▶ **WRITTEN PROBLEM**
Output all of the entries exactly as written.

= = =

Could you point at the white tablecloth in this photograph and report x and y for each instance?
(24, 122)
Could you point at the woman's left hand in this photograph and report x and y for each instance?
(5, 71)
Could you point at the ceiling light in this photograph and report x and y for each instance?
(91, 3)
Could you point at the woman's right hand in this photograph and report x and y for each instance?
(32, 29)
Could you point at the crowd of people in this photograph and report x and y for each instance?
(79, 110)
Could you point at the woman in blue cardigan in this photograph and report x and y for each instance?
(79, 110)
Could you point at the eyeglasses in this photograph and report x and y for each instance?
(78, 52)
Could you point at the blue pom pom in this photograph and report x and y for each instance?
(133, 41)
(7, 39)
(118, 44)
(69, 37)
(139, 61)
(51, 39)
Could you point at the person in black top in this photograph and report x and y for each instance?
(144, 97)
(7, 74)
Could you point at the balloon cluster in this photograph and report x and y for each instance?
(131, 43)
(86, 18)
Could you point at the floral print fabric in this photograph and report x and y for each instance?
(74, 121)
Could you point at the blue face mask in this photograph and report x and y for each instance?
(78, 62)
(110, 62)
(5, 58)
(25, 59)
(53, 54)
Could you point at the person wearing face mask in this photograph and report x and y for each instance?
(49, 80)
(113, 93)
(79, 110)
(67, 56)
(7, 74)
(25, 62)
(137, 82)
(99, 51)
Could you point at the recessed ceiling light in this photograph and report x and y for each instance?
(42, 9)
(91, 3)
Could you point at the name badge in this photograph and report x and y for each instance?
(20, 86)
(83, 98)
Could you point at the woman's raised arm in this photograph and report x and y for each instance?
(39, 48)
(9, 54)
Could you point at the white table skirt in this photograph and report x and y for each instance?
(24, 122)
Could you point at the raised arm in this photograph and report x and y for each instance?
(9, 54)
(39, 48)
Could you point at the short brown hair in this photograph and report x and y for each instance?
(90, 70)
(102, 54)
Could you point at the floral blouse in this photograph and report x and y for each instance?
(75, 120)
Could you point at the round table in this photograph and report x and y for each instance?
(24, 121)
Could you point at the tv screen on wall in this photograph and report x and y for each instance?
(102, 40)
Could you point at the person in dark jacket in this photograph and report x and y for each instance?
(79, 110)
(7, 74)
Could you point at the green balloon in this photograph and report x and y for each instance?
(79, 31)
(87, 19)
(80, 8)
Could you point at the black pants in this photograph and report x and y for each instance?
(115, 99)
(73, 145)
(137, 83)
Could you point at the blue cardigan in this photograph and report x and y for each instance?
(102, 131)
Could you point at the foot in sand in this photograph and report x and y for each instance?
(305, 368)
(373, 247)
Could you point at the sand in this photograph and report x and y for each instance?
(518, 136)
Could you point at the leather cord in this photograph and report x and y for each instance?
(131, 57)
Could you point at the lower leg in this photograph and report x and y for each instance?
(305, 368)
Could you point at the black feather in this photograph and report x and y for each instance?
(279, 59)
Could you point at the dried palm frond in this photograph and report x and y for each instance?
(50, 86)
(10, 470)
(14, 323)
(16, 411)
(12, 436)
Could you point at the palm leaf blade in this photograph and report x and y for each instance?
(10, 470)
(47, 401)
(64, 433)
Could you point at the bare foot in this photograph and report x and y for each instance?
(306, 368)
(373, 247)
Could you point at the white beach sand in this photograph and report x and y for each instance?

= = =

▶ **REPLY TO THE EXERCISE**
Could you point at the white tablecloth in this photograph and report x and y for each instance?
(24, 122)
Could you point at the woman's left hand in this photograph and report x and y for each instance?
(5, 71)
Could you point at the ceiling light in this photograph and report x and y for each instance?
(91, 3)
Could you point at the woman's right hand in this photograph and report x and y for each instance?
(32, 29)
Could you point at the crowd of people in this photograph and report x and y for each instance?
(79, 110)
Could you point at the woman in blue cardigan in this photograph and report x and y for each instance?
(79, 110)
Could you point at the eyeglasses in this photograph and report x and y for each instance?
(78, 52)
Could you point at the blue pom pom in this photograph and report x and y for each instance?
(133, 41)
(7, 39)
(118, 44)
(69, 37)
(139, 61)
(51, 39)
Could you point at the person in black top in this photograph and report x and y for each instance?
(144, 97)
(7, 74)
Could you point at the balloon cluster in this photograph and report x and y for each instance?
(131, 43)
(86, 18)
Could you point at the floral print fabric in this photograph and report x and y for each instance?
(74, 121)
Could you point at the blue face mask in this photograph and report x and y for each instance?
(78, 62)
(110, 62)
(5, 58)
(25, 59)
(53, 54)
Could you point at the person wearing face mask in this photograph and report x and y for each instance?
(49, 80)
(113, 93)
(79, 110)
(67, 56)
(7, 74)
(25, 62)
(137, 82)
(99, 51)
Could you point at the recessed ceiling light in this photograph and report x and y for each instance?
(42, 9)
(91, 3)
Could you point at the name badge in this photograph and report x and y for each instance?
(20, 86)
(83, 98)
Could you point at the woman's raised arm in this photograph and report x and y for each instance?
(39, 48)
(9, 54)
Could you point at the white table skirt in this photograph and report x and y for each instance?
(24, 122)
Could you point at the raised arm in this photograph and report x and y for each instance?
(9, 54)
(39, 48)
Could you point at the short brown hair in this photograph and report x and y for each instance?
(90, 70)
(102, 54)
Could you point at the floral blouse in this photograph and report x and y for each instance?
(75, 120)
Could you point at the round table in this photograph and report x and y for each instance?
(24, 121)
Could you point at the tv screen on wall in this photograph and report x and y for each instance?
(102, 40)
Could you point at the person in dark jacket in this photograph and report x and y for each instance?
(79, 110)
(7, 74)
Could you point at the green balloon in this photograph and report x and y for each instance?
(79, 31)
(87, 19)
(80, 8)
Could you point at the black pants in this photograph and report x and y for each instance?
(115, 99)
(73, 145)
(137, 83)
Could you point at the blue cardigan in this photograph and report x and y for each instance?
(102, 131)
Could you point at the foot in sand in this photograph and report x and y for each instance?
(305, 368)
(373, 247)
Could you point at the sand in this photograph and report x and y for each instance?
(518, 136)
Could you point at the leather cord in this photograph and report x and y for each instance?
(131, 57)
Could you point at the lower leg in this photograph and report x and y for each instance?
(305, 368)
Could you point at the black feather in this photograph and report x and y for each instance?
(279, 59)
Could you point at the dried palm frond in this photograph and report x and y for each instance?
(50, 86)
(10, 470)
(14, 323)
(16, 411)
(12, 436)
Could you point at the palm leaf blade in this photograph and report x and y for each instance?
(10, 470)
(47, 401)
(64, 433)
Could you point at the bare foot in this photograph and report x and y for each instance?
(306, 368)
(373, 247)
Could you point at the white beach sand in this photograph and report x and y for each instance?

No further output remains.